--- BEGIN ---

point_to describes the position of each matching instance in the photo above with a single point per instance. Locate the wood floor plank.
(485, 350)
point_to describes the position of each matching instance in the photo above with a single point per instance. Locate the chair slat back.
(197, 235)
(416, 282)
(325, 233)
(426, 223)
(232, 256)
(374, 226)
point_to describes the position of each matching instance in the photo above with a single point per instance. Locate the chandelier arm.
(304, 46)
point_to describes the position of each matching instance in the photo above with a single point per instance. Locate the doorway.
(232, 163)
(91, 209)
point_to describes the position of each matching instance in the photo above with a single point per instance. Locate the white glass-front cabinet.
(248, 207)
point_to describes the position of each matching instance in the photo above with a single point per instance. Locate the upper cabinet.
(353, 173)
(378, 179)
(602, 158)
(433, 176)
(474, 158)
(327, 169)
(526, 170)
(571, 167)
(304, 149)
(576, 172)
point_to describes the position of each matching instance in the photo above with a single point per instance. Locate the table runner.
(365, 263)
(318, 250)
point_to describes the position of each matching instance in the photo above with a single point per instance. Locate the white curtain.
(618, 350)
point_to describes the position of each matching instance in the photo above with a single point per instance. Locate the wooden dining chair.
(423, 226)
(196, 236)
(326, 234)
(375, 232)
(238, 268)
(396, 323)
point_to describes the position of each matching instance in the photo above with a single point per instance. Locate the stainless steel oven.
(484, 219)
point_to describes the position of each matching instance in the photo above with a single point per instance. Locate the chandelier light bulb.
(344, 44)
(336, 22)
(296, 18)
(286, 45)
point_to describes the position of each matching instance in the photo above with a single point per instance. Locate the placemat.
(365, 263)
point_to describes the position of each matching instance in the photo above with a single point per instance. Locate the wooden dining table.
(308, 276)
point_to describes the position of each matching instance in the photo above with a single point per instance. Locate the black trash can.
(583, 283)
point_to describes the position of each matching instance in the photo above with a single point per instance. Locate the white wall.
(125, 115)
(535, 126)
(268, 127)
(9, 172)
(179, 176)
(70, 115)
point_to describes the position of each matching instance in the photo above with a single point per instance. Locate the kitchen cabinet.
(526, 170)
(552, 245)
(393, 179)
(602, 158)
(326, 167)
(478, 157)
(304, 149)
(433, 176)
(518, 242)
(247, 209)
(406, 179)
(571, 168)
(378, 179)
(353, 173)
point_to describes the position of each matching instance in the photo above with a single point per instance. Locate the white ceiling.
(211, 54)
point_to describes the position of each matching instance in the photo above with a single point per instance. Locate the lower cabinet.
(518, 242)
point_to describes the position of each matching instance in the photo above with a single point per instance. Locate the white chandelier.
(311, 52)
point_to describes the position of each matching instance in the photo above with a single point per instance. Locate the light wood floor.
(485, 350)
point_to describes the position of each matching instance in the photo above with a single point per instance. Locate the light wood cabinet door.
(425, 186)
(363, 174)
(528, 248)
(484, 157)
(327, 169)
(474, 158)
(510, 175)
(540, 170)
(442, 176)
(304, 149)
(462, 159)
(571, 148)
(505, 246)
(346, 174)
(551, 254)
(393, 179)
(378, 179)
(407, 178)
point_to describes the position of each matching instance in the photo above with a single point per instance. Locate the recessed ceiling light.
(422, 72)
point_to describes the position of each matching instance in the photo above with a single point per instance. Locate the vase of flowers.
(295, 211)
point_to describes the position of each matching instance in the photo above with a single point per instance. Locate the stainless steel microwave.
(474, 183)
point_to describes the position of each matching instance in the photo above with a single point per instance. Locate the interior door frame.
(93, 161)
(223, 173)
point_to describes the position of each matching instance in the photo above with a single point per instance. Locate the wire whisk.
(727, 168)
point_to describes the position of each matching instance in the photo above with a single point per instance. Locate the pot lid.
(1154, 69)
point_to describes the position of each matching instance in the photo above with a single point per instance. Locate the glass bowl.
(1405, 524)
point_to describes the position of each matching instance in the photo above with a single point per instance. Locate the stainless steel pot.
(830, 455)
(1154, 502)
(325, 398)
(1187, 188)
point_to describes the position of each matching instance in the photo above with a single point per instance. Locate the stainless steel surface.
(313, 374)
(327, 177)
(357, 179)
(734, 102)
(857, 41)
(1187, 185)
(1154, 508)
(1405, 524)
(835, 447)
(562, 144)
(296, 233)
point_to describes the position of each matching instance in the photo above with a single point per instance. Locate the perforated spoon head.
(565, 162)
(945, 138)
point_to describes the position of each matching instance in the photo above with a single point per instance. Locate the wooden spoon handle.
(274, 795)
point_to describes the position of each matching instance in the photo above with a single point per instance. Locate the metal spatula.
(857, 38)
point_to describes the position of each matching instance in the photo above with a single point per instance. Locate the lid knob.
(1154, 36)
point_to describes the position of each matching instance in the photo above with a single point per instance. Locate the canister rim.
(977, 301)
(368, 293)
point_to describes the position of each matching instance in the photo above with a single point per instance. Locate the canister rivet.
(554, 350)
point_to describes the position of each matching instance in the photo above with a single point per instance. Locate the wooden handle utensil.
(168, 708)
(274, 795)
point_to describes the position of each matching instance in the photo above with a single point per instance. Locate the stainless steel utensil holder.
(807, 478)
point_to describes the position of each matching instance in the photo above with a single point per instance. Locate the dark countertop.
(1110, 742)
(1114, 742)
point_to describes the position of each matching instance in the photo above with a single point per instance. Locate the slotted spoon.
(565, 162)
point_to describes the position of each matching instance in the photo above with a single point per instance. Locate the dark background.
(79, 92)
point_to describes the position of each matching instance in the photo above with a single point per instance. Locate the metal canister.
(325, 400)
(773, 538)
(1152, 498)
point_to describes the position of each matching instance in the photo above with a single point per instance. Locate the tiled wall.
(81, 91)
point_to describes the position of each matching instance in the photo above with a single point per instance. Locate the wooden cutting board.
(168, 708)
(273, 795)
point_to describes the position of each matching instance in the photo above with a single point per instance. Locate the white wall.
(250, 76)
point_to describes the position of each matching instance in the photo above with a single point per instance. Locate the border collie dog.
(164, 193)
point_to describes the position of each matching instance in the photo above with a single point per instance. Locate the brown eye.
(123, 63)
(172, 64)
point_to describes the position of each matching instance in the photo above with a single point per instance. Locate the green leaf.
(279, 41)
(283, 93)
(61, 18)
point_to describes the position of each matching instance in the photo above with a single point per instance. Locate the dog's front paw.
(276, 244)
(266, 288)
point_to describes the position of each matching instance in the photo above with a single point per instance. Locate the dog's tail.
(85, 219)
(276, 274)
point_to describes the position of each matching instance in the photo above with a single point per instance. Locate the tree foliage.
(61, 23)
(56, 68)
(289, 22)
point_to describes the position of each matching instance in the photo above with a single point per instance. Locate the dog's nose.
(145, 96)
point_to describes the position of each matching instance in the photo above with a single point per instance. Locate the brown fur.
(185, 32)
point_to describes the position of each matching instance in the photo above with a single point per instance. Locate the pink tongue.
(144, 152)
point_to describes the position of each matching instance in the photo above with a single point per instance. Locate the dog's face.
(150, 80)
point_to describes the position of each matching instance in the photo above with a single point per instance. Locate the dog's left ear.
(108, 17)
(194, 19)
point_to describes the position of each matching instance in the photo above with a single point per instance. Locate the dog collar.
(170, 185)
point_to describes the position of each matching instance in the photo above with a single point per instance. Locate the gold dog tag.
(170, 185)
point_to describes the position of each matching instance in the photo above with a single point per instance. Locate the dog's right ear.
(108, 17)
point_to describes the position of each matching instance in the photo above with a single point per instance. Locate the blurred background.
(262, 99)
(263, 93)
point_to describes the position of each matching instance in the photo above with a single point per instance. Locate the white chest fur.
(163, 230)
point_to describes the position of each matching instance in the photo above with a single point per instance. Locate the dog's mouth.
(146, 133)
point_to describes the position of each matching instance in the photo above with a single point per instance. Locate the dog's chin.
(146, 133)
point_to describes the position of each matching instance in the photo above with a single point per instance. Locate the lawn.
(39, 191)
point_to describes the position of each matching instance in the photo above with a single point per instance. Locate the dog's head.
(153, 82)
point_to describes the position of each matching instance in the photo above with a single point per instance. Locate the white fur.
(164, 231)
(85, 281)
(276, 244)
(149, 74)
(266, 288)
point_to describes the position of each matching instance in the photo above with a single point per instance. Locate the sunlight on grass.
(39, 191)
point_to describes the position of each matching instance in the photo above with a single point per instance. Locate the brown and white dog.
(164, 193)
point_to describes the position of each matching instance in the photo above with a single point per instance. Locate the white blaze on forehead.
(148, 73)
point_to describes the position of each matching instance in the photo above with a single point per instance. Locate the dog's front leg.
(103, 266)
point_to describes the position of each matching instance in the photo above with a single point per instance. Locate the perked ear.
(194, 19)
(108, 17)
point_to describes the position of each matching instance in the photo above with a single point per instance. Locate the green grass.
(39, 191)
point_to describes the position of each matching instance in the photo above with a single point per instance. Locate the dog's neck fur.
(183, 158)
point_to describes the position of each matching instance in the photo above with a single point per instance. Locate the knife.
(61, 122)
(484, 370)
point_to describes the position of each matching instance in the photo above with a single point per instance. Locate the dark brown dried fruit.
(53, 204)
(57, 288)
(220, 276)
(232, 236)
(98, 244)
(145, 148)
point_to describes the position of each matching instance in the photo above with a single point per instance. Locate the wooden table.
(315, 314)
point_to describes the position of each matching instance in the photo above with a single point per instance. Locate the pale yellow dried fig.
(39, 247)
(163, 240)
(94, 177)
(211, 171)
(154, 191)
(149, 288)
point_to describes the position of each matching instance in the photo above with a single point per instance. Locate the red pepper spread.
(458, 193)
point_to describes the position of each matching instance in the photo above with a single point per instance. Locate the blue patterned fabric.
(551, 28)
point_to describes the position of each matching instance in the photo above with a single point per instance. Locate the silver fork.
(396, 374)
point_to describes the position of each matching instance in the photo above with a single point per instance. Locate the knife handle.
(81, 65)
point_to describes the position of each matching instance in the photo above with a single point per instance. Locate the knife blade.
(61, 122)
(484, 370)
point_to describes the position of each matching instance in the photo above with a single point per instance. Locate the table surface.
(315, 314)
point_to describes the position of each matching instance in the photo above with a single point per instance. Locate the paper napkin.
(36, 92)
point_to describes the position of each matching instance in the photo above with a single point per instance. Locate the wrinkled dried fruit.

--- END ---

Written request:
Render the records as a Markdown table with the columns Row and Line, starting at the line that contains "yellow dried fig." and running through the final line of the records. Number each row and omit any blank lines.

Written reply:
| Row | Line |
|---|---|
| 1 | point_to describes the position of each matching instance in the photo above with a single point per instance. Locate the pale yellow dried fig. |
| 2 | (39, 247) |
| 3 | (163, 240) |
| 4 | (94, 177) |
| 5 | (211, 171) |
| 6 | (154, 191) |
| 7 | (149, 288) |
| 8 | point_to describes the position of each matching instance in the photo above with a single point per instance. Locate the red pepper spread. |
| 9 | (458, 193) |
| 10 | point_to describes the position of each matching instance in the photo above with a single point per instance. Locate the blue patterned fabric. |
| 11 | (551, 28) |
| 12 | point_to describes the position of each matching instance in the photo above with a single point per instance. Locate the silver fork. |
| 13 | (396, 374) |
| 14 | point_to describes the position of each matching instance in the photo above with a single point per instance. Locate the knife handle. |
| 15 | (81, 65) |
| 16 | point_to describes the position of each matching instance in the photo above with a single point per instance. Locate the knife blade. |
| 17 | (61, 122) |
| 18 | (484, 370) |
| 19 | point_to describes the position of each matching instance in the photo above with a single point per instance. Locate the table surface. |
| 20 | (315, 314) |
| 21 | point_to describes the position of each matching instance in the photo above with a single point per instance. Locate the paper napkin. |
| 22 | (36, 92) |
| 23 | point_to describes the position of each matching instance in the photo above with a single point per instance. Locate the wrinkled dried fruit. |